■ INSTRUCTIONS FOR THE TASK
Rewrite the records below, substituting "user entered" for every occurrence of "user typed" and keeping everything else the same. Omit the pictures from your version.
--- BEGIN GIVEN DATA ---
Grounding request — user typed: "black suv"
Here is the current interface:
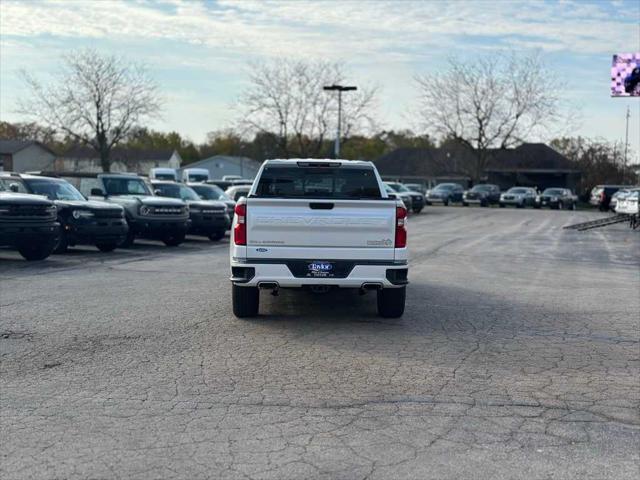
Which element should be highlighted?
[5,174,129,253]
[0,181,59,260]
[149,180,231,241]
[58,172,189,247]
[186,183,236,228]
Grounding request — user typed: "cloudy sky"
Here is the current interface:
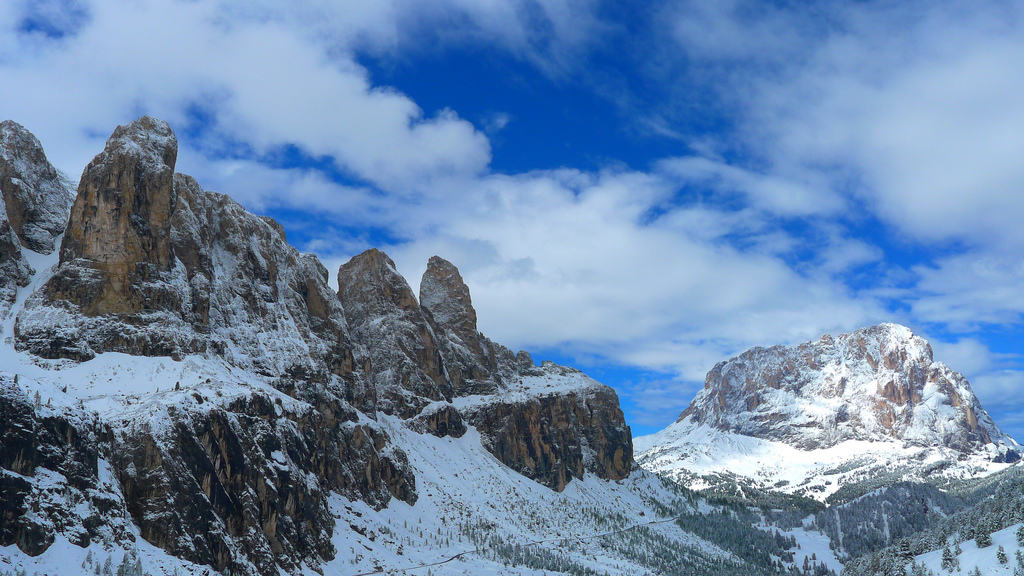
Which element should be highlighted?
[0,0,1024,440]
--- END GIVEN DATA ---
■ COMPLETE OUTPUT
Grounding request — user entered: "black suv"
Here is the current interface:
Which element should be highlighted?
[5,174,129,253]
[0,181,59,260]
[149,180,231,241]
[58,172,189,247]
[186,183,236,228]
Grounding request — user entered: "cloudy sky"
Here is the current interface:
Which element should be highlighted?
[0,0,1024,440]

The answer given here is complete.